In Asheville and Buncombe County, children in poverty graduate from high school at a rate of 77%, while classmates graduate at 90%. There are also major disparities in math and reading proficiency rates in 3rd grade among racial/ethnic groups (White, Black, Latino, Native American and others). These disparities perpetuate through high school graduation and beyond. 

Major built-environment challenges that are manifested in lower wealth communities severed from access to healthy foods, adequate transportation and appealing green space. In Census Tract 9, the nearest grocery store is 2 1/2 miles away, and the minimum 30-minute (often longer) one-way bus trip requires two separate bus rides. The City of Asheville added Sunday bus service in 2015, but significant transportation gaps remain. 

Housing for all poses a major challenge. For the first time since 2007, Asheville's population of homeless people rose in 2015 by 5% over the prior year (533 to 562). Permanent supportive housing for households experiencing homelessness currently has a 6-months waiting list. Affordable housing units are operating at 99% occupancy, and public housing plus subsidized units have virtually no vacancy. The public housing 1-bedroom waiting list has over 1,000 persons. Wait times are between 6 months and two years for these units. Many households are doubled up so that occupants can afford the rent in subsidized units. 

Simply put, quality housing availability and adequate transportation networks to jobs and food require built-environment solutions that incorporate opportunities to build health for all. 

Strategy

Upon receiving funds from the Robert Woods Johnson Foundation (RWJF) in mid-2016 for the Invest Health planning grant initiative, a team convened of representatives from five anchor institutions in Asheville with NCCHW serving as the "backbone" agency. This group became known as the “Away Team” and was responsible for driving the progress of the initiative, coordinating with RWJF throughout the process, and traveling to locations around the country to connect with and learn from other groups doing similar work. The "Home Team" was a cross-sector group comprised of the original Away Team members, plus around 15 stakeholders from nonprofits, community organizations, city and county government departments, educational and health institutions, and community funding institutions and foundations.

Invest Health Asheville engages local residents to build capacity and develop leadership among people often left on the periphery of planning. The initiative generates broad, authentic engagement in information/opinion gathering for city decision and policy makers on issues related to quality of life. This process supports the City Council's vision with approaches that include budgeting capital investments through an equity lens, securing private development agreements with positive community investments, and utilizing robust processes that ensure that decision‐making bodies include people with lived experience of the deleterious impact of health inequities.

Partners are well poised to assist with planning and engagement work, and include representatives from workforce development, education, health, food access, transit and community organizing. Invest Health connects with residents and our respective networks to explore strategies for improving housing, income/employment and education. Essentially, the team, augmented with resident voices, will reinforce that health comes first for pending and new built‐environment projects in neighborhoods where social and economic challenges are manifested in health disparities. Other pending city development projects are encouraged by the team to include built‐environment elements that support healthy community best practices: public transit mobility, food access, nurturing green, coupled with strong social capital and resilience initiatives for children and adults.

What We Do

The concept of this planning grant was to develop a built environment project that addressed the social determinants of health, which include education, transportation, access to safe and affordable housing, places to play and exercise, quality jobs, healthy foods, etc. While 50 similarly comprised planning teams were also awarded these funds in cities across the United States, the Asheville team’s approach took a very different turn from the other groups around the country.

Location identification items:
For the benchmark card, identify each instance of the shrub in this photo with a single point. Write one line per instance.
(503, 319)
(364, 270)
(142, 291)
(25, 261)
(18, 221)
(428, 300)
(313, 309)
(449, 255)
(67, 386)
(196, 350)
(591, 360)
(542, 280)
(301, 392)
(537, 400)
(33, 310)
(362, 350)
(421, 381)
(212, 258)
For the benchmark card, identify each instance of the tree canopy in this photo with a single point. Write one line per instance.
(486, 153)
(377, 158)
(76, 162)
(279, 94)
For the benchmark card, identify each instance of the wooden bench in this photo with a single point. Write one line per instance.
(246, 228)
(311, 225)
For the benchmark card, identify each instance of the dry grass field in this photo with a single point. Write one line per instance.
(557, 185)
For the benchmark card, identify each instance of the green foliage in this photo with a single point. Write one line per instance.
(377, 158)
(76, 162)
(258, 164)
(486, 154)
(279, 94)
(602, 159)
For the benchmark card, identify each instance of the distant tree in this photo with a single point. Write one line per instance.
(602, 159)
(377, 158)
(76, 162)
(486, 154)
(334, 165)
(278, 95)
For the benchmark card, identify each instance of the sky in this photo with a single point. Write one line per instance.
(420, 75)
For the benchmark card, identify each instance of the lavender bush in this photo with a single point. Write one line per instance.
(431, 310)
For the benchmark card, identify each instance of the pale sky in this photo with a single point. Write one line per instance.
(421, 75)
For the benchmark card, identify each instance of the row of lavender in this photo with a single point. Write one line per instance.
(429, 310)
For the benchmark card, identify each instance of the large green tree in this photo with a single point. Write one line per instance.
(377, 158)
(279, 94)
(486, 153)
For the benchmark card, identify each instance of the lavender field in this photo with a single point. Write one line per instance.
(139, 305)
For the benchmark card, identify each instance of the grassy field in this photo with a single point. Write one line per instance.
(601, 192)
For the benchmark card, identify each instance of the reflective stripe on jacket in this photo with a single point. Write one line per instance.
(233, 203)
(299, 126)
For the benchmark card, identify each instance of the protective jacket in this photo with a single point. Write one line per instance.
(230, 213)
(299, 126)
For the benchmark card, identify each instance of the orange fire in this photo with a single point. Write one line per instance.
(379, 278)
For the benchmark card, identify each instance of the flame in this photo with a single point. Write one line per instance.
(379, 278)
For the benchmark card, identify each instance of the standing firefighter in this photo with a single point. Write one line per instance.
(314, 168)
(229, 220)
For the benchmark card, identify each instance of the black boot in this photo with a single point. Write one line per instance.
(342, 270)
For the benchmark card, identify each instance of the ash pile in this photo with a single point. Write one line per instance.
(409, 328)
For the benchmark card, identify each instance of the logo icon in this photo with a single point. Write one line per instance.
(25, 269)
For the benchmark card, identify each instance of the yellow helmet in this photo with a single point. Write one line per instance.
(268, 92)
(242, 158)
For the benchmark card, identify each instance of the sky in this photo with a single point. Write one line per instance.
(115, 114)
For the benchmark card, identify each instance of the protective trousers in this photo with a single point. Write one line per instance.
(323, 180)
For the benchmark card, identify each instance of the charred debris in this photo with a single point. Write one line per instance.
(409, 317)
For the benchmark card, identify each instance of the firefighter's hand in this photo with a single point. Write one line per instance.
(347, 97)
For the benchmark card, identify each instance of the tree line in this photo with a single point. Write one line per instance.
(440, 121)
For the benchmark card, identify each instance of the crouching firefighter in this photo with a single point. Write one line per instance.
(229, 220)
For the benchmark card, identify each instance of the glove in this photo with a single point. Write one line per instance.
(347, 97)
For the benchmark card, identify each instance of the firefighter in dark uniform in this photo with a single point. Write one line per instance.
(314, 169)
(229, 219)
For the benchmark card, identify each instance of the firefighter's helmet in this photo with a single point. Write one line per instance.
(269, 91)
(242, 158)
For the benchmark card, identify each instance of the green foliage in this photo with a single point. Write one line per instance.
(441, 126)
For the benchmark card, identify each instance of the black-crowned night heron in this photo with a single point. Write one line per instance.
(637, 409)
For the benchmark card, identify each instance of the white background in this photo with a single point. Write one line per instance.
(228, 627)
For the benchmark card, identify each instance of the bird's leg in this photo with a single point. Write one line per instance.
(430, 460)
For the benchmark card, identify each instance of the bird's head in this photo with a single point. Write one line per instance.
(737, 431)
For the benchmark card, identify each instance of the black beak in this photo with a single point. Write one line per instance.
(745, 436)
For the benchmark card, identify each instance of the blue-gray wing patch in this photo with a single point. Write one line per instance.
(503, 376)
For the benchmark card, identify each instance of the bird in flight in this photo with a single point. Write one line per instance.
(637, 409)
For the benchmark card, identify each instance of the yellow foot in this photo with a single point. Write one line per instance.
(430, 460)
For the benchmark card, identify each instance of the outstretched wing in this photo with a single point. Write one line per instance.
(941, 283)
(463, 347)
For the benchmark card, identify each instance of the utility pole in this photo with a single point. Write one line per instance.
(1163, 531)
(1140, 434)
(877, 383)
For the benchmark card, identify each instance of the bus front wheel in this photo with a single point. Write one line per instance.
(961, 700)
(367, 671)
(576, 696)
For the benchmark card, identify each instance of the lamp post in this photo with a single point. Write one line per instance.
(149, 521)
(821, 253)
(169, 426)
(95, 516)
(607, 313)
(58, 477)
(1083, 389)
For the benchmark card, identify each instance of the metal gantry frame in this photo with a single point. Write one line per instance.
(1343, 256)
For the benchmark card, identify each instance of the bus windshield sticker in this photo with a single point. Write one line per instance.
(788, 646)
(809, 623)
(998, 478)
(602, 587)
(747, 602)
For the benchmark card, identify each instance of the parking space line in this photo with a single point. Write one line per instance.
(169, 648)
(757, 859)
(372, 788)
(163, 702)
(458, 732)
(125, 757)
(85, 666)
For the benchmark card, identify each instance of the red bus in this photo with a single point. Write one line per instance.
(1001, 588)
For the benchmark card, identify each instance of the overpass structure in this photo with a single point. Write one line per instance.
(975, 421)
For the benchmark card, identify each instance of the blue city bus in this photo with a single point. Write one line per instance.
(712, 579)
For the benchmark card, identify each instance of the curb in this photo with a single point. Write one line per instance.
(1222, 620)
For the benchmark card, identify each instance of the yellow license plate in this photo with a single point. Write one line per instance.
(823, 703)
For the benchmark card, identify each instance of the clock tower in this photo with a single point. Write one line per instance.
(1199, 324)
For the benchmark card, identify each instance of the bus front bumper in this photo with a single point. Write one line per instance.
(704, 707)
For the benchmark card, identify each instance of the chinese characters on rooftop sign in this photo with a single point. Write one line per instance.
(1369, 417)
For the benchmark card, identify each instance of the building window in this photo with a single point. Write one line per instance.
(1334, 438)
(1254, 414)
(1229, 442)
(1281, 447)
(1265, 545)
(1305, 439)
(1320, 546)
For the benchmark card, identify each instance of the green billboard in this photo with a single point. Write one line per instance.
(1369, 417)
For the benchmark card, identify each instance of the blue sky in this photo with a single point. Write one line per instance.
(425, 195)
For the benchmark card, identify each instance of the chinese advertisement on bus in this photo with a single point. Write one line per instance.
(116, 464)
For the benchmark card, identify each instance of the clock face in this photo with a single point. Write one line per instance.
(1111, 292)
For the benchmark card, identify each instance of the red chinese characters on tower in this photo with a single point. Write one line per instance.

■ **Required task A**: Return the passage of the Invest Health Asheville text from "Upon receiving funds" to "institutions and foundations.".
■ **Required task B**: Select each line of the records that contains the string "jacket", treating uppercase and lowercase as different.
The records have no connection to the Invest Health Asheville text.

■ **Task response A**:
Upon receiving funds from the Robert Woods Johnson Foundation (RWJF) in mid-2016 for the Invest Health planning grant initiative, a team convened of representatives from five anchor institutions in Asheville with NCCHW serving as the "backbone" agency. This group became known as the “Away Team” and was responsible for driving the progress of the initiative, coordinating with RWJF throughout the process, and traveling to locations around the country to connect with and learn from other groups doing similar work. The "Home Team" was a cross-sector group comprised of the original Away Team members, plus around 15 stakeholders from nonprofits, community organizations, city and county government departments, educational and health institutions, and community funding institutions and foundations.

■ **Task response B**:
For the benchmark card, identify each instance of the reflective stripe on jacket in this photo with a single point. Write one line per instance.
For the benchmark card, identify each instance of the protective jacket in this photo with a single point. Write one line per instance.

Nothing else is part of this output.